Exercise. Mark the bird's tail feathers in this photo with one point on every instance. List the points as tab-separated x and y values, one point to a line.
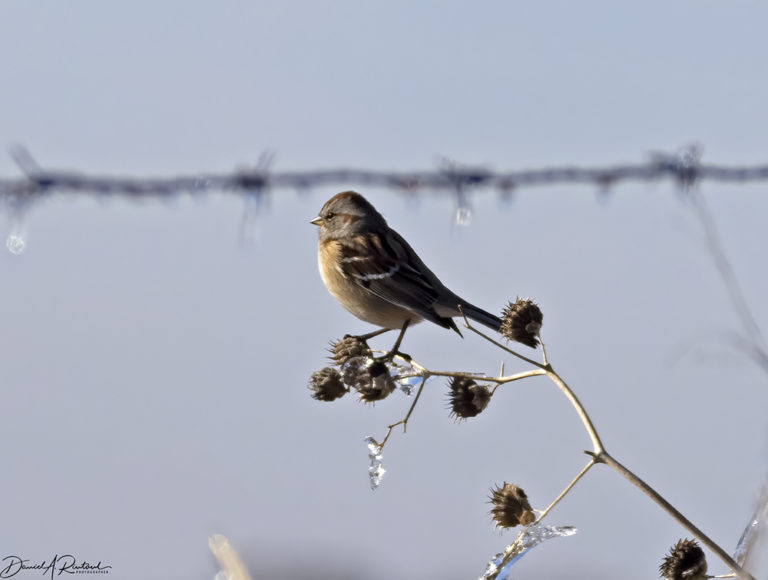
479	315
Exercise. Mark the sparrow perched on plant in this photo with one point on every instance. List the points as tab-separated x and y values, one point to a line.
376	275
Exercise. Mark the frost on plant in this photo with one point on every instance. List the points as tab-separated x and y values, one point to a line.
753	532
530	537
375	470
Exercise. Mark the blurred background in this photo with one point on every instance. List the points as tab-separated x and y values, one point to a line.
155	356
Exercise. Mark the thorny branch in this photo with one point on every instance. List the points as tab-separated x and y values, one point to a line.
598	454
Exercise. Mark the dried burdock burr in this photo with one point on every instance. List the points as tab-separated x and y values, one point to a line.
521	321
348	347
326	385
510	506
685	561
371	379
467	398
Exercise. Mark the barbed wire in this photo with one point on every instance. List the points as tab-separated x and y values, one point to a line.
684	168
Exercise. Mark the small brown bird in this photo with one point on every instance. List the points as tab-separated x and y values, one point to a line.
373	272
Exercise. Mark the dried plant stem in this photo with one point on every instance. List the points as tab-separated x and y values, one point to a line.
566	490
600	455
597	444
607	459
404	420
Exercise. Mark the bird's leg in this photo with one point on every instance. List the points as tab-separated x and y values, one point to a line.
365	337
394	351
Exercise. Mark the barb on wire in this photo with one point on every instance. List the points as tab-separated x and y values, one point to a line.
450	177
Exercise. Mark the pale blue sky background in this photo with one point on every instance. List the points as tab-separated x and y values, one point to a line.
154	367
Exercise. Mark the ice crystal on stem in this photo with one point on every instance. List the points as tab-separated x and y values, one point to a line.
375	470
530	537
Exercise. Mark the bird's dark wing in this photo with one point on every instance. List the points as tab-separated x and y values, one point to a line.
387	266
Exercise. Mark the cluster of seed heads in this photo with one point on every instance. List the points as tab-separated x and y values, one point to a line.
353	368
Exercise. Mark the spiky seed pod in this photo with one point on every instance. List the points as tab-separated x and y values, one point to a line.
685	561
379	385
348	347
521	321
326	385
510	506
467	398
371	379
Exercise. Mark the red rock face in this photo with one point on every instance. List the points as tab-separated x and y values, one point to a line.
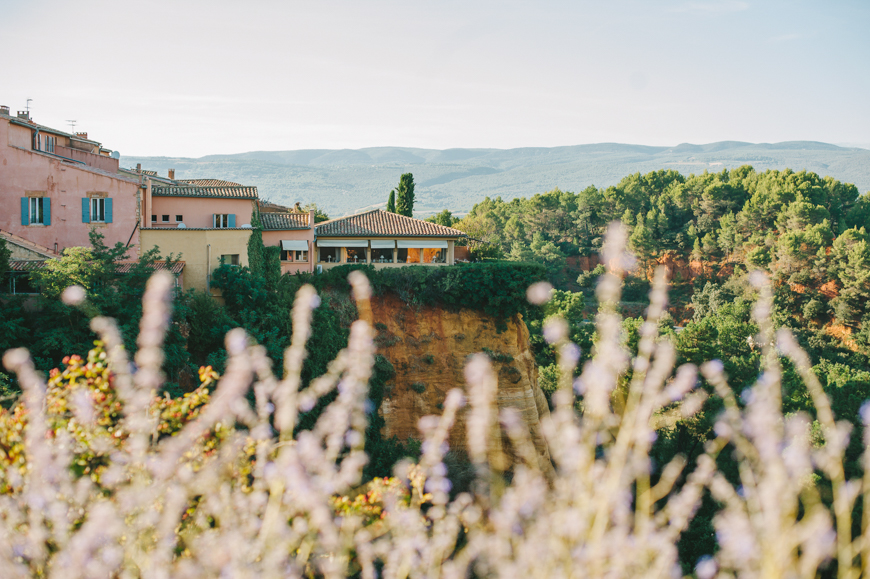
428	347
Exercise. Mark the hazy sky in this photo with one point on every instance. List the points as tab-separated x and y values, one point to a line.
180	78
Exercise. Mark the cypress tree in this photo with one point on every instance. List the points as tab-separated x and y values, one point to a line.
256	259
5	255
405	195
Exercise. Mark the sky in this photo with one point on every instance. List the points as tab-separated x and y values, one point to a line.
188	78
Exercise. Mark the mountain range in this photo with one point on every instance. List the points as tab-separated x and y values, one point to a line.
345	181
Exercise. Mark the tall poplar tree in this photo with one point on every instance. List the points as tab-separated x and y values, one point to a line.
405	195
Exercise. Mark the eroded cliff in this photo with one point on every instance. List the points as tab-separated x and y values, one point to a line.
428	347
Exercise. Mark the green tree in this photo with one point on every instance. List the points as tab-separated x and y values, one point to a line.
5	268
405	195
319	214
255	247
444	218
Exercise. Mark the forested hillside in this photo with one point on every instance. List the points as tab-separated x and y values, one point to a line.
809	232
345	181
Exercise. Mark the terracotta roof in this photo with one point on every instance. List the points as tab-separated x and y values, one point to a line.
196	229
27	244
26	264
209	182
380	223
176	267
228	192
284	221
269	207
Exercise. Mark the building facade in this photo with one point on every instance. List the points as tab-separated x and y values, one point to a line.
56	186
384	239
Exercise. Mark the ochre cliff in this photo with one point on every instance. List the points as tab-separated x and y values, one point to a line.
428	347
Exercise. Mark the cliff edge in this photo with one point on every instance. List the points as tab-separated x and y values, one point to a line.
428	347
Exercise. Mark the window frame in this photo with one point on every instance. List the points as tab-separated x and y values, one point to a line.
98	209
36	210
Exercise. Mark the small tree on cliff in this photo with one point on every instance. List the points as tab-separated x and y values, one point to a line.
5	255
405	195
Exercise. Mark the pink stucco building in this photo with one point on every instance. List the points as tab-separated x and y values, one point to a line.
56	186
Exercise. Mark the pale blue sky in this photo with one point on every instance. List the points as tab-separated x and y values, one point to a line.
183	78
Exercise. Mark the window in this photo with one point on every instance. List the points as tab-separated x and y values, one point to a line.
382	255
98	210
356	254
224	220
37	214
35	209
330	254
294	255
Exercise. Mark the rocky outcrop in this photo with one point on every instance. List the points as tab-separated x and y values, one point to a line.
428	347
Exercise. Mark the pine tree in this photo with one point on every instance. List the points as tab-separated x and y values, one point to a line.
405	195
256	259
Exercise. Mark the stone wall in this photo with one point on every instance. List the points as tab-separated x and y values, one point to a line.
428	347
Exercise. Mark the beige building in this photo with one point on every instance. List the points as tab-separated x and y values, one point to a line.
384	240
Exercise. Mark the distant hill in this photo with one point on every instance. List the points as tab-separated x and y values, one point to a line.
347	180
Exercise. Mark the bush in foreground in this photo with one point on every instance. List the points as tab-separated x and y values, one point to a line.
167	497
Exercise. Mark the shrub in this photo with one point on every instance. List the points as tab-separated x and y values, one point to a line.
102	480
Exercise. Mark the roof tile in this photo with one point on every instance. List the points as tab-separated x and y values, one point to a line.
284	221
227	192
380	223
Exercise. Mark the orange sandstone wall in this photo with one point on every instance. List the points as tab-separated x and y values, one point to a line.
428	347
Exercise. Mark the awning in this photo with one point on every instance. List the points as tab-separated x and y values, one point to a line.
423	244
294	245
342	243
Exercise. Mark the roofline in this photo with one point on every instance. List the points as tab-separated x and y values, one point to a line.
204	196
378	209
392	235
43	128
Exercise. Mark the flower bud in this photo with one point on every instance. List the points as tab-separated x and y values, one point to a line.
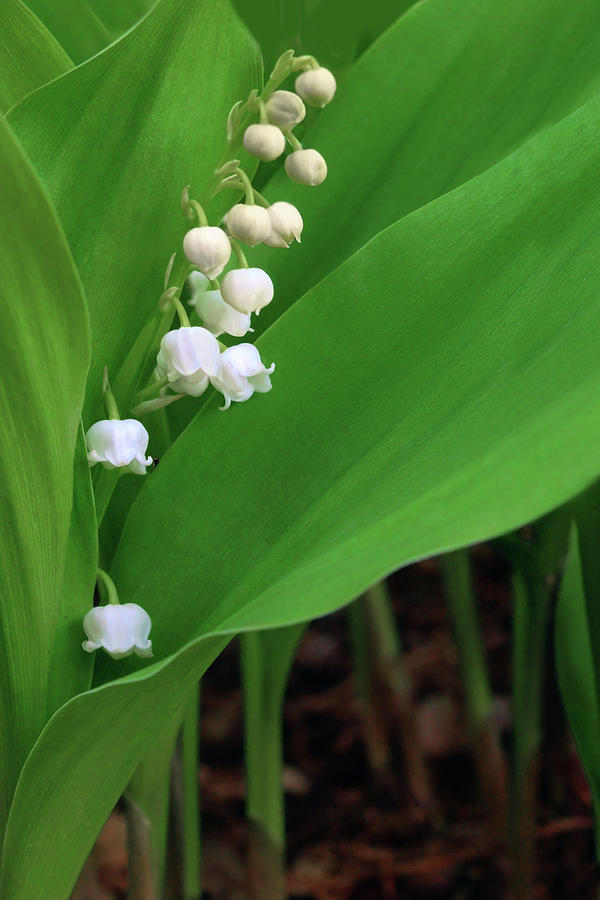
264	141
219	317
118	444
122	629
208	248
286	224
247	290
286	109
250	224
316	86
306	167
241	373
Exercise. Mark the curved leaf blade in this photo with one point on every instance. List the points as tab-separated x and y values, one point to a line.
29	55
44	347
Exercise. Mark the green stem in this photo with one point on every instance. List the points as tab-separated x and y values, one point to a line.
104	486
241	256
293	140
485	741
181	312
111	590
247	186
152	387
264	774
394	689
535	586
192	883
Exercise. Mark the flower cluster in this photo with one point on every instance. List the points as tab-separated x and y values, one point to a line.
190	358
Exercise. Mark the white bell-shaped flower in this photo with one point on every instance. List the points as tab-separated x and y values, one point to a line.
316	86
122	629
286	224
285	109
219	317
264	141
187	356
192	385
306	167
241	373
247	290
118	444
247	223
208	248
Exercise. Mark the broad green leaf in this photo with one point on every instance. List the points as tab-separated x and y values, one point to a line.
81	764
44	349
323	28
416	407
70	669
81	26
29	55
451	88
115	142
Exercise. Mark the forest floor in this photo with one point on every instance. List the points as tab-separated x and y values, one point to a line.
355	829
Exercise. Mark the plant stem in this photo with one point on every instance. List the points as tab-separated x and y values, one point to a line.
487	752
536	584
391	681
264	773
139	871
192	882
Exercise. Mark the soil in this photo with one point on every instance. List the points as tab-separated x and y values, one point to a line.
356	829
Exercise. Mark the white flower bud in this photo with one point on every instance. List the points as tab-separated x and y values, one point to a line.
208	248
247	290
250	224
286	224
187	356
264	141
122	629
316	86
118	444
219	317
241	373
286	109
306	167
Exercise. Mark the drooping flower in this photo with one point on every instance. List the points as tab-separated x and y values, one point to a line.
121	629
286	224
264	141
118	444
306	167
208	248
187	356
247	223
316	86
241	373
247	290
219	317
286	109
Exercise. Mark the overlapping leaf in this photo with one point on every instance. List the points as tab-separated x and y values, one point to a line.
44	349
29	55
449	90
117	139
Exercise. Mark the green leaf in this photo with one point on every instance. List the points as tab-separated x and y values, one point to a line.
446	92
77	25
116	140
44	348
448	402
29	55
71	670
323	28
80	766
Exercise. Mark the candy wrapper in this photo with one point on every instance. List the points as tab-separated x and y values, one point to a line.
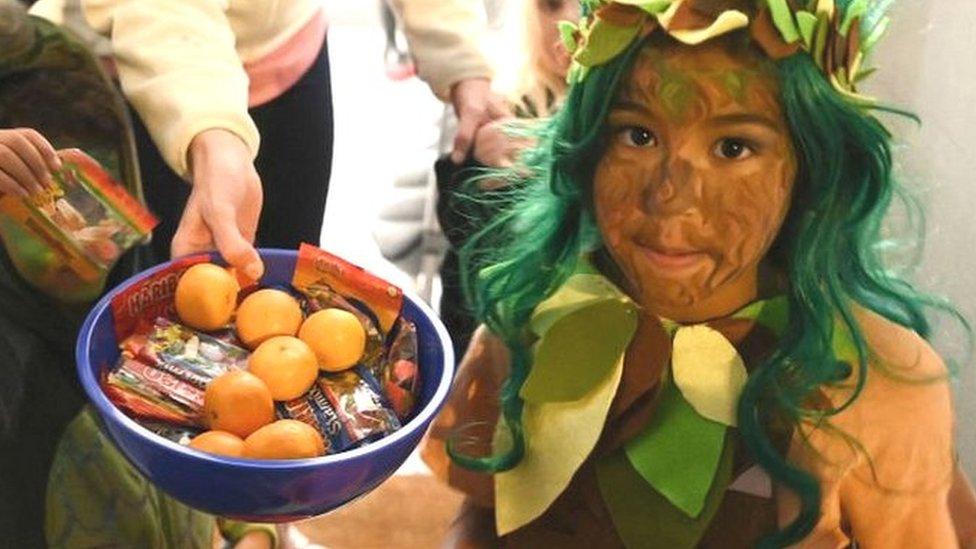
120	390
136	309
179	435
327	281
194	357
346	408
314	409
398	374
317	267
356	398
158	385
64	241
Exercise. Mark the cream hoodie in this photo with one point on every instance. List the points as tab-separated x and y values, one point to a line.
180	62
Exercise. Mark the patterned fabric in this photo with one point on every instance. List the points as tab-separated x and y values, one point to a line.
96	498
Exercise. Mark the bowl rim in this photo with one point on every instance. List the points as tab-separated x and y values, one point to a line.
105	407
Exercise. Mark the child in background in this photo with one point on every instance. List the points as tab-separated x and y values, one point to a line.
532	77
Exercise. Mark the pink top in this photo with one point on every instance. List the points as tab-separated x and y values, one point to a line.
273	74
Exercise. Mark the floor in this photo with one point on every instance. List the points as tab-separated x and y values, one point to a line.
384	129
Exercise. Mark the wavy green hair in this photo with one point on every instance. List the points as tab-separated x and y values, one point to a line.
829	248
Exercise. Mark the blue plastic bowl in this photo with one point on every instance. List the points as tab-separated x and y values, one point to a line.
266	491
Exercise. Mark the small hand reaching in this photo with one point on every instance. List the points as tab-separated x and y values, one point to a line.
224	207
475	106
27	160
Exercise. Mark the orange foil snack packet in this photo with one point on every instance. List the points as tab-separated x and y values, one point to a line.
66	240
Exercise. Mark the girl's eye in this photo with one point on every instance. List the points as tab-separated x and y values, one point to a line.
636	136
733	149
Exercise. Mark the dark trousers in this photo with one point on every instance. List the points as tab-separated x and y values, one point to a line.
294	163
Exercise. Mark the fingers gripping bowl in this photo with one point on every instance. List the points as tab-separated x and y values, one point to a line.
269	491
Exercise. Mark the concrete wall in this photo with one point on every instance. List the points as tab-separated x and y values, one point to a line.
927	64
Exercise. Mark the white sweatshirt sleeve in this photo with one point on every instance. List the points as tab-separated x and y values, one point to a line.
446	38
179	68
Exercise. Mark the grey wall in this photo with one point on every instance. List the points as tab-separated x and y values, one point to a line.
927	63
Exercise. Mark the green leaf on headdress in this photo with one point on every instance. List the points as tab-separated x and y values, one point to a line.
652	7
783	18
864	74
826	7
854	11
567	31
807	22
603	42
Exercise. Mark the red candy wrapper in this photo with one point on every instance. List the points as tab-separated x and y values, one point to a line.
398	374
157	384
138	406
65	240
314	409
136	309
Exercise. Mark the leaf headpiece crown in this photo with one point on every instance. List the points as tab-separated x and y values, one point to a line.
837	39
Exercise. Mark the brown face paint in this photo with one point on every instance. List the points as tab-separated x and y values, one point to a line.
690	199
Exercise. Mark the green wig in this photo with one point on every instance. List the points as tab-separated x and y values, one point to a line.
829	248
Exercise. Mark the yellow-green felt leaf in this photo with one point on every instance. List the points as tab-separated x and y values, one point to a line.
678	454
579	351
559	437
729	21
807	23
783	19
604	41
709	372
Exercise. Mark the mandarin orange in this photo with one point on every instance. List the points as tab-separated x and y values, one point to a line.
284	439
206	296
219	442
238	402
287	366
336	336
265	314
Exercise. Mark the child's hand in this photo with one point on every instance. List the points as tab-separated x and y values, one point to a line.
26	162
495	145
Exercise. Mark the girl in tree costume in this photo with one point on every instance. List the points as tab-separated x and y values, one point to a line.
691	339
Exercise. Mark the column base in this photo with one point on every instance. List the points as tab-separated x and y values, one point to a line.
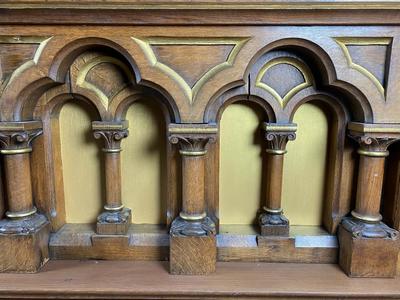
24	244
368	249
273	224
193	249
114	222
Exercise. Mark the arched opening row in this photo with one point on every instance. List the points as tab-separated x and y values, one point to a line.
241	180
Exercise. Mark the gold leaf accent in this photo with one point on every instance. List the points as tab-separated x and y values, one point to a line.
343	42
300	66
146	42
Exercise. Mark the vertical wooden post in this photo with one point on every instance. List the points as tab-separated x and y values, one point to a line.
192	234
368	247
272	220
24	234
115	219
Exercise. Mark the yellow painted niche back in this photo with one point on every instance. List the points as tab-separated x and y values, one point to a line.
144	174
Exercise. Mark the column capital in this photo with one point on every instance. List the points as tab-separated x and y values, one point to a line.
16	137
374	139
192	138
277	135
112	133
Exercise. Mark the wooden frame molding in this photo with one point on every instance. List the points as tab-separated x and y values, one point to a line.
193	60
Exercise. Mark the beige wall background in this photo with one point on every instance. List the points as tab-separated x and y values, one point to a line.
143	165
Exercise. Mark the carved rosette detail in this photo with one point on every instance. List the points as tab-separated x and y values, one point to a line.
191	143
112	138
371	144
17	140
278	140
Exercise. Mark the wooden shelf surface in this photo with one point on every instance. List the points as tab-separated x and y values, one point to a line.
141	280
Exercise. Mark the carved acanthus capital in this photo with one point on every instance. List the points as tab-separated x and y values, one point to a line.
192	138
277	136
16	137
374	139
112	134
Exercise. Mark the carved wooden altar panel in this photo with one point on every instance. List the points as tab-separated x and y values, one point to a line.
193	73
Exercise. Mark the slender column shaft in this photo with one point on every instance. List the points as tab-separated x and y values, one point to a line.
271	220
368	247
112	162
112	133
16	138
369	187
192	140
366	218
274	178
115	219
193	202
18	184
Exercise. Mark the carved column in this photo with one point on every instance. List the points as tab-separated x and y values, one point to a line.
24	234
272	220
368	247
192	234
115	219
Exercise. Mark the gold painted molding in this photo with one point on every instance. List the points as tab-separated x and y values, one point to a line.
275	127
100	125
20	125
81	79
146	44
343	42
300	66
41	40
374	128
192	129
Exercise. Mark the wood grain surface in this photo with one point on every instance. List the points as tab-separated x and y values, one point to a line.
141	280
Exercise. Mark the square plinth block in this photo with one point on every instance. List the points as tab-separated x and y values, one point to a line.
25	252
192	255
275	230
367	257
114	222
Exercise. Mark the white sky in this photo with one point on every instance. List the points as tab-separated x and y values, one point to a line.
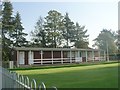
94	14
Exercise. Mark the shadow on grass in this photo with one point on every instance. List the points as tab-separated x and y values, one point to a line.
64	65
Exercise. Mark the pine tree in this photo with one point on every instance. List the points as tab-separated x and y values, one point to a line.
80	38
18	35
39	34
7	29
68	29
53	27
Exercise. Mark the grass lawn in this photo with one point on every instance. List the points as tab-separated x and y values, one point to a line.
92	76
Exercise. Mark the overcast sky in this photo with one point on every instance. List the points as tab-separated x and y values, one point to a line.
94	15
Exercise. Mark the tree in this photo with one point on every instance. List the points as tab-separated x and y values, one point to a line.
39	34
106	40
53	27
68	29
7	28
18	35
80	38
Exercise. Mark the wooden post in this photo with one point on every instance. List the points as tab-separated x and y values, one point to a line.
70	57
62	57
52	56
99	56
93	55
86	55
18	59
41	57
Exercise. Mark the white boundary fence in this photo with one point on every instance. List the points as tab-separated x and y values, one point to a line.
13	80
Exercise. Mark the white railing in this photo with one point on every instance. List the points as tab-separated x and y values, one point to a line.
53	60
65	60
12	80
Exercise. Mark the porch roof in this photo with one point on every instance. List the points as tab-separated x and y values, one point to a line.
53	49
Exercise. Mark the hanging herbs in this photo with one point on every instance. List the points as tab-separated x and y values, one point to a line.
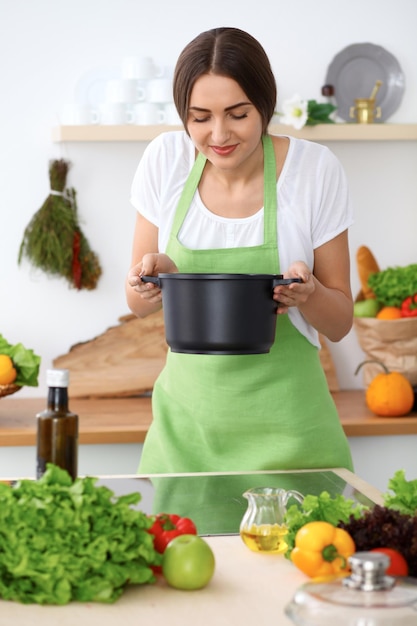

--------

## WHAT THIS TASK INVOLVES
What is needed is an exact copy of the lines from the one with "Exercise. Mark the wooden post" through the end of the data above, both included, minus any pictures.

## ANSWER SPACE
Exercise. Mark the wooden post in this photo with one point on every instance. List the points as tab-separated x and y values, one point to a line.
70	57
62	57
52	56
99	56
93	55
86	55
18	59
41	57
Exercise. Mark the white boundary fence in this photo with one point on every instance. List the points as tab-separated x and y values, one point to a line.
13	80
Exercise. Mark the white railing in this photo with one point on every instance. List the points as tab-separated x and y values, one point to a line.
53	60
65	60
12	80
Exercise. Mark the porch roof in this photo with one point on every instance. List the points as tab-separated x and y values, one point to a line.
53	49
Exercise. Mark the hanging herbs in this photo with one point on every instance. List the points as tab-separated x and y values, one point to a line.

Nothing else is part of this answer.